Document excerpt:
* * *

October 25, 2009

Blessed Urban V

Dear Friends,

The real problem at this moment of our history,” wrote Pope Benedict XVI on March 10, 2009, “is that God is disappearing from the human horizon, and, with the dimming of the light which comes from God, humanity is losing its bearings, with increasingly evident destructive effects.” It is often through the lives of the saints that the light that comes from God is made visible. On August 20, 2008, Pope Benedict XVI said, “The French writer Jean Guitton described the saints ‘as the colors of the spectrum in relation to light’, because with their own tones and accentuations each one of them reflects the light of God’s holiness. How important and useful, therefore, is the commitment to cultivate knowledge of and devotion to the Saints, alongside daily meditation on the Word of God and filial love for Our Lady!”

* * *

Exercise A:
Answer these questions about the Blessed Urban V letter:
(i) What date appears at the top?
(ii) On what date did Pope Benedict XVI write that God is disappearing from the human horizon?
(iii) Which French writer compared the saints to the colors of the spectrum in relation to light?
The Blessed Urban V letter and the listing after it are separate material.

Input material:

* * *

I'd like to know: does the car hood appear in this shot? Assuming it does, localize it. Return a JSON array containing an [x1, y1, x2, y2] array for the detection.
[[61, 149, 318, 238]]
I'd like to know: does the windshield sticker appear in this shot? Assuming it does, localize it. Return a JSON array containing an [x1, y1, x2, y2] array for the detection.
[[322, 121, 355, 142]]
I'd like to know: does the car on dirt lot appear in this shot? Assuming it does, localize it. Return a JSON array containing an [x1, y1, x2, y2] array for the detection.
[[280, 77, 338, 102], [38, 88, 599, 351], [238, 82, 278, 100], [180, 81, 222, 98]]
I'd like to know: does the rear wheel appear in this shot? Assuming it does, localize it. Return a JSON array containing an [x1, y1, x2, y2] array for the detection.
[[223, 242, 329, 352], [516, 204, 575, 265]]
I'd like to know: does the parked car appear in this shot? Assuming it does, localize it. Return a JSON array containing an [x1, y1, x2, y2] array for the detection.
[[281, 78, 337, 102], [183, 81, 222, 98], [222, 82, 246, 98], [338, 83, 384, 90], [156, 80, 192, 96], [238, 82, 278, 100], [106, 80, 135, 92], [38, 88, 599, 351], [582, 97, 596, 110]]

* * *

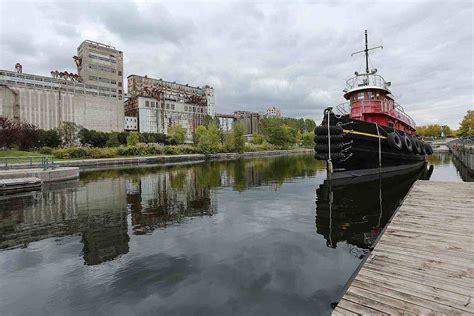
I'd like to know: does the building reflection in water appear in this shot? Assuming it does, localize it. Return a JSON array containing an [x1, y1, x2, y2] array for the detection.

* * *

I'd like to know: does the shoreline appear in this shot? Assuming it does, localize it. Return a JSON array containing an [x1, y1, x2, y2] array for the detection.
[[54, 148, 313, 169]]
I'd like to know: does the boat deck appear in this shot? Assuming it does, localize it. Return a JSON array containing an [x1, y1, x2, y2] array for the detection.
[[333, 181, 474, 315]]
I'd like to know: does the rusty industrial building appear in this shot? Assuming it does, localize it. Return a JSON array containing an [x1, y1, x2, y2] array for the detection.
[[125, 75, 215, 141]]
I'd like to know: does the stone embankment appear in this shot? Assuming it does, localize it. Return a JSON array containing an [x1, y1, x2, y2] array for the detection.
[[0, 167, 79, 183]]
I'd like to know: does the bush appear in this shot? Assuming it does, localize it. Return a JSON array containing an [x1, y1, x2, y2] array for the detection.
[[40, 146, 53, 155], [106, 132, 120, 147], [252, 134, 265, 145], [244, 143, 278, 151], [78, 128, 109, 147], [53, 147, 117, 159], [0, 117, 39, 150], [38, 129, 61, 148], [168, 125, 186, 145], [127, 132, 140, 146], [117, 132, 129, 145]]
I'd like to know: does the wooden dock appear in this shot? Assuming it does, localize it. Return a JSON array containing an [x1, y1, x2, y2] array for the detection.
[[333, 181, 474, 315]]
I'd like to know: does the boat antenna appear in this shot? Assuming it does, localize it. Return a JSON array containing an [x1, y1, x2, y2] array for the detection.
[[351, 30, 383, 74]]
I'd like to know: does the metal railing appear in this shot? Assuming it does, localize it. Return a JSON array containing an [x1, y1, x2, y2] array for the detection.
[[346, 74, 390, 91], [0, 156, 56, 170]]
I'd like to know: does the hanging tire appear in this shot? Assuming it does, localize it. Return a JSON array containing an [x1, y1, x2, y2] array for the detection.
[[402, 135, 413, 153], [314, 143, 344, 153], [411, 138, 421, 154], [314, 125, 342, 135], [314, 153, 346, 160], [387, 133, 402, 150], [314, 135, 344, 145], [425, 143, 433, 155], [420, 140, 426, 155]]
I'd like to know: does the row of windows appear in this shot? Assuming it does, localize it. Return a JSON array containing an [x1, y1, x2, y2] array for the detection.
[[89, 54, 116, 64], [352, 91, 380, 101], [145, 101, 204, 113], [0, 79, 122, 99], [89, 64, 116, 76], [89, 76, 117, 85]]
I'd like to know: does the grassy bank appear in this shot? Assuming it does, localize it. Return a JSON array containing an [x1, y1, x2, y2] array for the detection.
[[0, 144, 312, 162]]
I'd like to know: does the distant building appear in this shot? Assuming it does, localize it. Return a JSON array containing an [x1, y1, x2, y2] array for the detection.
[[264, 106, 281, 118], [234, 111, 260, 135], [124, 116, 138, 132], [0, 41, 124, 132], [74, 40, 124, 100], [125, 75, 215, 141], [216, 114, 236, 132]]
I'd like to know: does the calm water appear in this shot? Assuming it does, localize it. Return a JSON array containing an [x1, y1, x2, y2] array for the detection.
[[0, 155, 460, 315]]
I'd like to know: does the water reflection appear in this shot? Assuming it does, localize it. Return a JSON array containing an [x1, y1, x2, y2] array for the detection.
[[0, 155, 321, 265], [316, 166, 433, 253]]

* * *

Exercise B: Put the listing lines from the line with "I'd like to know: does the rusty" up to and including the line with "[[125, 75, 215, 141]]" into a Markdown table with the columns Number and Record line. Leave out any blank lines.

Problem solution A:
(i) October 25, 2009
(ii) March 10, 2009
(iii) Jean Guitton

Problem solution B:
| Number | Record line |
|---|---|
| 1 | I'd like to know: does the rusty industrial building appear in this shot? Assuming it does, localize it. Return a JSON array containing an [x1, y1, x2, y2] array for the detection. |
| 2 | [[125, 75, 215, 141]] |